# Source text:
§ §
I landed on 3 stars for Natalie Caña’s A Proposal They Can’t Refuse. I knew there were going to be some family hijinks, because the blurb promises that Kamilah and Liam are forced into a fake engagement because their grandfather’s are threatening their dreams. I wasn’t expecting the heavy-duty unhealthy family dynamics. Caña writes an engaging story with well drawn characters. I had a hard time putting it down. But I screamed a few times because the there were moments where family members seemed to genuinely dislike each other.
Kamilah Vega and Liam Kane were best friends as children. Their grandfathers were good friends and together they owned a building in the Paseo Boricua neighborhood in Chicago that housed the Vega family’s restaurant and the Kane Whiskey Distillery. Their friendship fractured when they were young teens. Liam suffered a trauma and began pushing everyone, including Kamilah away. Now they avoid each other. Kamilah has been trying to talk her parents into updating the restaurant to compete with the new restaurants being brought in by gentrification. Kamilah sees the Puerto Rican community being pushed out and the neighborhood becoming white washed. She wants to adapt, her parents would rather go out of business than change. Her grandfather still owns the restaurant, and if he agrees to let Kamilah make changes, the parents will go along.
§ §
Translate this sentence from the book review into Spanish: "Kamilah Vega and Liam Kane were best friends as children." Work only from the book review; draw on nothing outside it.

# Data records:
§ §
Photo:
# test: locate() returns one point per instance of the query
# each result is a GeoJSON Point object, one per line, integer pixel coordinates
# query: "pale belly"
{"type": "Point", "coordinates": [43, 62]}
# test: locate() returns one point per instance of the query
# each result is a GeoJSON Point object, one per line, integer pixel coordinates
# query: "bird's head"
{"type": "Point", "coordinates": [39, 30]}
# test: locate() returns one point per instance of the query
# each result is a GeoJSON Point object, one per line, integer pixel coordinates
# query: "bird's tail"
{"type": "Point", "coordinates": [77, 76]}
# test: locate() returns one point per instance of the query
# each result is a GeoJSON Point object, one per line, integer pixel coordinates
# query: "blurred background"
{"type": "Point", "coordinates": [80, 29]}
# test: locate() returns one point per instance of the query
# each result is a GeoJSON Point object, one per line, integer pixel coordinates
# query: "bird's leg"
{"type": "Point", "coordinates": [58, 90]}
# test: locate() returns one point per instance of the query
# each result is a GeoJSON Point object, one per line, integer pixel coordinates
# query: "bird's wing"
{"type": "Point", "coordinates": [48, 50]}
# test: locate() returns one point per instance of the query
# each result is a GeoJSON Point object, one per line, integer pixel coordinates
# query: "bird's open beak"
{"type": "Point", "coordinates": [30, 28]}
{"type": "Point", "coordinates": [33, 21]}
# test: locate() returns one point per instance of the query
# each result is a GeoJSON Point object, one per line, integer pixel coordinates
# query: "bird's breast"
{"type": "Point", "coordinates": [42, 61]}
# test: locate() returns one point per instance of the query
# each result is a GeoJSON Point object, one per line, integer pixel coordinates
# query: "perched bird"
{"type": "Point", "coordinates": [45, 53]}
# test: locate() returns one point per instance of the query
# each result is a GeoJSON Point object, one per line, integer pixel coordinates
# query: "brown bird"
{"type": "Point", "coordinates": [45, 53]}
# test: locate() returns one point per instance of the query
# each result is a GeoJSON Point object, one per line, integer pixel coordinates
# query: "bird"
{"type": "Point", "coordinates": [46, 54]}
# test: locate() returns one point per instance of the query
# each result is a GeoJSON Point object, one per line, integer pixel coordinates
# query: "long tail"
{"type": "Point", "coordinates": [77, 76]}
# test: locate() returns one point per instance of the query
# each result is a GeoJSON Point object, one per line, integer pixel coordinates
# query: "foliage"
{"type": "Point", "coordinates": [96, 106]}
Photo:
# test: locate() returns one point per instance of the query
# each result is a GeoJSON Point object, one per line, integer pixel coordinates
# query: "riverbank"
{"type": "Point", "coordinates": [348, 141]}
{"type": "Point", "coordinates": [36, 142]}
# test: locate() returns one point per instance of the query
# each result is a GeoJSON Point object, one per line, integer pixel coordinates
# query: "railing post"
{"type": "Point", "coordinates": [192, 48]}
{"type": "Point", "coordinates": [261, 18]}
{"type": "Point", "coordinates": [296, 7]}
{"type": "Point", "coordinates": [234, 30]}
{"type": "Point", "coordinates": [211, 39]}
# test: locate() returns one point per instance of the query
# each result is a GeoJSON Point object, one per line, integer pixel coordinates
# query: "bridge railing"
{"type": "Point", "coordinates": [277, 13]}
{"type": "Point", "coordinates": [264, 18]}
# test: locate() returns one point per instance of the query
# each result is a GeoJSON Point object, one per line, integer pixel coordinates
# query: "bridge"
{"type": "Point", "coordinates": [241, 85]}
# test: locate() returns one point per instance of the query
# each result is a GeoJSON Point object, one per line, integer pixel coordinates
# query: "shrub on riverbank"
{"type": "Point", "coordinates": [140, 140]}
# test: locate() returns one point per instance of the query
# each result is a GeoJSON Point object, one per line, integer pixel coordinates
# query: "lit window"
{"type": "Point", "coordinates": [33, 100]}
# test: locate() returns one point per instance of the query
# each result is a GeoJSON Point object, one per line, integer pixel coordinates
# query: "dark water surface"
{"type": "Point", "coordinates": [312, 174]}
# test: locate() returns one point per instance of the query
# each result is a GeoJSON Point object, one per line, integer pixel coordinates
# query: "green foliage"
§ §
# Response below:
Kamilah Vega y Liam Kane eran mejores amigos cuando eran niños.